Answer these questions from the article on Aerobic Table Tennis:
(a) What country is Steve Rowe from?
(b) On which dates did Rowe instruct clinics at Diamond Jenness Secondary School?
(c) Which table tennis strokes do players perform to the beat of the music?

» **PASSAGE**
↓
Tennis players play to a beat

Paul Bickford/NNSL photo Two Ecole Boreale students – Mia McKenzie-Steinwand, left, and Gavyn Lamoureux – participate in an exercise during a table tennis clinic last week at Diamond Jenness Secondary School.

Paul Bickford/NNSL photo
Two Ecole Boreale students – Mia McKenzie-Steinwand, left, and Gavyn Lamoureux – participate in an exercise during a table tennis clinic last week at Diamond Jenness Secondary School.

Some students in Hay River learned how to practise and play table tennis to music last week.

The unique way to learn the sport was brought to Hay River by Steve Rowe of England.

“The reason I’m here is I’m the founder of the worldwide fitness program called Aerobic Table Tennis,” he said. “Aerobic Table Tennis is table tennis movement to music and it’s a new way to try and get kids especially introduced to the real game of table tennis.”

Rowe instructed clinics for various classes on Jan. 9 and 10 at Diamond Jenness Secondary School.

The instruction involved matching table tennis movements to music.

“So basically in table tennis we would do sidestepping movements,” Rowe explained. “However, in Aerobic Table Tennis they do this to the beat of the music to create good rhythm and good timing. Also, with table tennis strokes as you would play table tennis, the forehand and backhand they will play those to the beat of the music to create good rhythm and good timing.”
↑
Dataset entries:
↓
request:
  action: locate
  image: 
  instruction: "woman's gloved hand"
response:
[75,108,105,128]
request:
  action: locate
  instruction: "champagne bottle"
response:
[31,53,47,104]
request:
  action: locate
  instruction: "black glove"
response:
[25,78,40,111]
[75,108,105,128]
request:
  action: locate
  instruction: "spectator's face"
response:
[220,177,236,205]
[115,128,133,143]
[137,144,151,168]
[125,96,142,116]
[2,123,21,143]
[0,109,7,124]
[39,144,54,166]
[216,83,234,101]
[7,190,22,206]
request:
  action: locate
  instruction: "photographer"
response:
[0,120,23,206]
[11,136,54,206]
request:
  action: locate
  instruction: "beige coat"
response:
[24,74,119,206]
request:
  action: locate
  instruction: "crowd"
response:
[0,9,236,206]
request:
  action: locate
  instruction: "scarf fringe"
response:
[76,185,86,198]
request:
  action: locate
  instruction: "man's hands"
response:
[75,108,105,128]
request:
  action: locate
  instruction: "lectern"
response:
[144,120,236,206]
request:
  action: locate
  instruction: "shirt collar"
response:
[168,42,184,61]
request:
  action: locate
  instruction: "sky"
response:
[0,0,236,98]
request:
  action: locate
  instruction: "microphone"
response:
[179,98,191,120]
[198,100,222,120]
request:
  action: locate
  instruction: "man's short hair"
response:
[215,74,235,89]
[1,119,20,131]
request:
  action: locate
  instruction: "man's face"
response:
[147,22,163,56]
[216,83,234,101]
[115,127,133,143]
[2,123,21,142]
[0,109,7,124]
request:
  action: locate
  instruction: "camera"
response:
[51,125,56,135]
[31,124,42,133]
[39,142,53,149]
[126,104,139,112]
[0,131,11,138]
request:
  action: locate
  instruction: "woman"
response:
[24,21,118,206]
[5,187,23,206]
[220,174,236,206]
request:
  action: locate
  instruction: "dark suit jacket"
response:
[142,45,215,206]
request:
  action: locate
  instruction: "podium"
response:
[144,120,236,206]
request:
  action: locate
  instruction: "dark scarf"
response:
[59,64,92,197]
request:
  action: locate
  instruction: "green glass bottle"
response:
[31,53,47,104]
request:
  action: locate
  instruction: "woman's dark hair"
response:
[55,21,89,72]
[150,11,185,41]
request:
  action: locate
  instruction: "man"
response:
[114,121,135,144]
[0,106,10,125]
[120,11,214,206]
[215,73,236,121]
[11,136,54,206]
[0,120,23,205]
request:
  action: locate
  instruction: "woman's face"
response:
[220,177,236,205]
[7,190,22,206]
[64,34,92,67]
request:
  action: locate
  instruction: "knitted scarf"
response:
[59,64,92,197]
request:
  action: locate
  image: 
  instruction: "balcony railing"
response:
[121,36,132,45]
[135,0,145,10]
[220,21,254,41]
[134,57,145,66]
↑
» **WRITTEN REPLY**
(a) England
(b) Jan. 9 and 10
(c) The forehand and backhand